*** STUDY MATERIAL

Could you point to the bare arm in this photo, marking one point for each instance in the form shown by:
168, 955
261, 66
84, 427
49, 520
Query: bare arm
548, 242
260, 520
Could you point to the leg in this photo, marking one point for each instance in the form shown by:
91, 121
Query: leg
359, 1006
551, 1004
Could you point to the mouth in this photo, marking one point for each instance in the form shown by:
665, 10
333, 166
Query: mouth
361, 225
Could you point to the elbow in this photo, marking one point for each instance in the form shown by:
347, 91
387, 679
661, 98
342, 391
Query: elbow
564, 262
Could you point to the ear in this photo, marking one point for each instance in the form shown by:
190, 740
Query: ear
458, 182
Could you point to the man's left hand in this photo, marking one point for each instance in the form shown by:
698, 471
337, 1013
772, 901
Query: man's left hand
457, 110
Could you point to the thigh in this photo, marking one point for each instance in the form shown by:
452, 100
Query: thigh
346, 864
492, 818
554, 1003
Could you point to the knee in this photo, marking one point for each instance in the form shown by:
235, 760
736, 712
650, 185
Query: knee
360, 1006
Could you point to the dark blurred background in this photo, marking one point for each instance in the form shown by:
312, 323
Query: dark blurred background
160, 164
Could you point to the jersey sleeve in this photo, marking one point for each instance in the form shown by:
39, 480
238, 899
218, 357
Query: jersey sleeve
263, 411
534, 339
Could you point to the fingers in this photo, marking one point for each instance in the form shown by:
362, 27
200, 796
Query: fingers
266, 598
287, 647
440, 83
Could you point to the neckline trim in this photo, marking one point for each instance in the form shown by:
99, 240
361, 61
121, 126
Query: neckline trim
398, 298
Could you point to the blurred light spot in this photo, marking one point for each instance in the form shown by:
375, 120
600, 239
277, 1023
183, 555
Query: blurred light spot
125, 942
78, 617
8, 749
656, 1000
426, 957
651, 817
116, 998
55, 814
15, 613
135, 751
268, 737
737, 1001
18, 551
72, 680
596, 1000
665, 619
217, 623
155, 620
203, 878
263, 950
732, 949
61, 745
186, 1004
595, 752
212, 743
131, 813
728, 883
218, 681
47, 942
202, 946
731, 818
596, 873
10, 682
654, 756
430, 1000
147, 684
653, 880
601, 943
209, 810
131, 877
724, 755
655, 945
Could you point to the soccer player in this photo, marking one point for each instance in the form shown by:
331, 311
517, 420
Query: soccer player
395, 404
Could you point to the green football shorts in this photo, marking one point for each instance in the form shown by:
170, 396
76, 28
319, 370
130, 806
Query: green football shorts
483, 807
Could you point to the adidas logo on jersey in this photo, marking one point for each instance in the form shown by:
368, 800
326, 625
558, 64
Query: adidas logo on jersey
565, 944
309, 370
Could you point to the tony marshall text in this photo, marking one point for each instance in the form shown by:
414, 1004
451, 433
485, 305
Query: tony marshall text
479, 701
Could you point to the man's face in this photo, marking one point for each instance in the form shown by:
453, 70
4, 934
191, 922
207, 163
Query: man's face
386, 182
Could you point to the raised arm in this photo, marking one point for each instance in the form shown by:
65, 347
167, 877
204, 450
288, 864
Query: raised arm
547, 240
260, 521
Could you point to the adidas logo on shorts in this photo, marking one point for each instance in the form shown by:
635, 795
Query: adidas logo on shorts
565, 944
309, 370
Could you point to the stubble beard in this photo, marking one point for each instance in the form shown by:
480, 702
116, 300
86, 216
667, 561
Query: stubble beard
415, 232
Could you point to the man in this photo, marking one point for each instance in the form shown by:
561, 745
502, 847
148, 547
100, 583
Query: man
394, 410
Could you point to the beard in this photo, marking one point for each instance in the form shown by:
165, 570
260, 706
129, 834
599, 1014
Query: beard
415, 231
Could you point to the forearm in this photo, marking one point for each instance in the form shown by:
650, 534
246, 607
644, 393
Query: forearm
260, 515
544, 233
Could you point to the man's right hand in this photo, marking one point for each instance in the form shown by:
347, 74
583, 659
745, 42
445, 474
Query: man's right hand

******

TASK GOAL
Every entry must be output again exactly as it was given.

REPLY
Could you point to the bare arm in this photo, marking one point for each instance in the form shown by:
168, 955
261, 66
84, 427
49, 520
Query: bare arm
548, 242
260, 520
Could you point to the leg in this photo, marking one point for each instance in the form shown by:
91, 121
Query: leg
359, 1006
551, 1004
Could you point to the mouth in this photo, marking one point for each instance in the form shown by:
665, 10
333, 166
Query: mouth
361, 225
Could you point to the elbow in this photo, marking one point for each instance in the form shown by:
347, 91
387, 679
661, 98
342, 391
Query: elbow
564, 262
Could you point to the ear in this photo, marking one point for each instance in the form shown by:
190, 740
Query: ear
458, 182
Could you point to the man's left hand in this photo, marking one point for each instance in the form shown by:
698, 471
337, 1013
772, 901
Query: man's left hand
457, 110
Could you point to the thigh in this photo, marking one point for each instance in the form shown by:
452, 100
Query: thigh
346, 864
492, 818
554, 1003
Could you point to the knee in this photo, marking one point for each instance in the form shown by:
235, 760
736, 712
650, 185
Query: knee
360, 1006
Could you point to the dark blurred background in this photo, marking one point for each instance in the form shown by:
312, 323
Query: dark blurred background
160, 164
Could you point to the jersey sleeve in this photo, marking one point for each instance in the form shown by:
39, 480
238, 899
218, 357
Query: jersey sleeve
263, 411
534, 339
Could you point to the fingers in this photo, marking one point for each instance in the form shown by:
362, 27
200, 796
Query: fingers
266, 598
287, 647
440, 83
Could you point to the neckline trim in this photo, marking one point for each instance in the form shown by:
99, 240
361, 61
121, 126
Query: neckline trim
398, 298
Could you point to the blurred light spot in this photo, marking one point for each instance in the form shown by:
375, 120
600, 239
277, 1023
183, 555
Query: blurred light spot
125, 942
78, 617
8, 749
656, 1000
426, 957
651, 817
116, 998
55, 814
15, 613
135, 751
268, 737
737, 1001
18, 551
72, 680
596, 1000
665, 619
217, 623
155, 620
203, 878
263, 950
732, 949
61, 745
186, 1004
595, 752
212, 743
131, 813
728, 883
218, 681
47, 942
202, 946
731, 818
596, 873
10, 682
654, 756
430, 1000
147, 684
653, 880
601, 943
209, 810
131, 877
724, 755
655, 945
Could you point to the soccer player in this photo, marking one point for each instance in the form shown by:
331, 311
517, 420
Query: soccer player
395, 404
Could you point to the green football shorts in this photo, marking one point for each instance in the form shown by:
170, 396
76, 28
319, 370
130, 806
Query: green football shorts
483, 807
Could you point to the adidas logo on jersey in this photo, marking one point for each instance in the form shown by:
368, 800
326, 625
558, 64
Query: adidas logo on jersey
565, 944
309, 370
Could you point to the tony marshall text in this photo, marking one point for each instance in the form shown by:
414, 1004
451, 433
485, 305
Query: tony marshall text
479, 701
Could you point to the man's face in this photo, marking one point for each instance in the form shown by:
453, 70
4, 934
191, 922
207, 163
Query: man's face
386, 182
Could you point to the raised arm in this photo, marking one point for each instance in the form shown by:
65, 347
167, 877
204, 450
288, 864
Query: raised arm
547, 240
260, 521
Could you point to the adidas logo on shorts in this photo, marking one point for each instance in the form shown by:
635, 795
Query: adidas logo on shorts
565, 944
309, 370
Could you point to the stubble beard in this photo, marking one point for each instance in the form shown by:
480, 702
116, 300
86, 216
667, 561
Query: stubble beard
415, 232
Could you point to the man in this photo, marking one point for each instance in the form shown by:
561, 745
502, 847
148, 547
100, 583
Query: man
394, 410
Could you point to the beard in this photo, marking one point for each instance in the form shown by:
165, 570
260, 706
129, 834
599, 1014
Query: beard
415, 231
Could you point to the forearm in this photo, marking one point for each instance in the form shown by:
650, 534
246, 607
644, 393
Query: forearm
260, 515
544, 233
Could you point to the man's right hand in this photo, marking one point for each instance in the form shown by:
347, 74
583, 659
745, 42
445, 474
Query: man's right hand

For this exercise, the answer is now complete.